§ Activity
Which lines in the records below mention the word "green"? Copy each one out.

§ Data extract
──────────

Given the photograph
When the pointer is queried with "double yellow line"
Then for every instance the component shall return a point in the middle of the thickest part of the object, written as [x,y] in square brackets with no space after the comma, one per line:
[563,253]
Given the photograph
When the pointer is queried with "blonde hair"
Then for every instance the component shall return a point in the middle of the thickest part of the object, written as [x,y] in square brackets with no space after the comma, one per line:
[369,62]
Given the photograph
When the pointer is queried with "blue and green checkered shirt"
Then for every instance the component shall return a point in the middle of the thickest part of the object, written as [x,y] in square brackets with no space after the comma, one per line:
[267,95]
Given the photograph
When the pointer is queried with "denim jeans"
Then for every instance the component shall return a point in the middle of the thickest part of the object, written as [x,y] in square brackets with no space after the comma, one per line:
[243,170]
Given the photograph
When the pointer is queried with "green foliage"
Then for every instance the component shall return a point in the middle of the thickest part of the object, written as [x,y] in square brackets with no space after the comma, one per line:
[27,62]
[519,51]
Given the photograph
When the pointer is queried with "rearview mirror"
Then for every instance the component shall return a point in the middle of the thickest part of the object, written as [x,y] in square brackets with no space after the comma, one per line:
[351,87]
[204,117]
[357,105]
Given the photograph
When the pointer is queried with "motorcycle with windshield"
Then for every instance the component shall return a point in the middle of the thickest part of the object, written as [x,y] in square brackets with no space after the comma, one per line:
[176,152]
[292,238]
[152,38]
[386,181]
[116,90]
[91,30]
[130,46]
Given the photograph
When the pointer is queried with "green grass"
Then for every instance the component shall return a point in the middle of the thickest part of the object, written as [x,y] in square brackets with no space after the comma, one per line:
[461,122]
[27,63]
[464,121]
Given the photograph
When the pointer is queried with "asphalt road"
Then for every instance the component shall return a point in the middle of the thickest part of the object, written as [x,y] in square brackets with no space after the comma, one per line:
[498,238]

──────────

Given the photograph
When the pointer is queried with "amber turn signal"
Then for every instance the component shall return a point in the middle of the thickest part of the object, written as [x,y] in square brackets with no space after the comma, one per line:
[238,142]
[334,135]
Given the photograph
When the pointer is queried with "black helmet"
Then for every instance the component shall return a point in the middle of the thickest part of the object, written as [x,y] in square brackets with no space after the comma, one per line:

──────────

§ Output for this exercise
When the pointer is queried with "blue and green checkered shirt"
When the pointer is queried with "green foliage"
When the pointer is queried with "green grass"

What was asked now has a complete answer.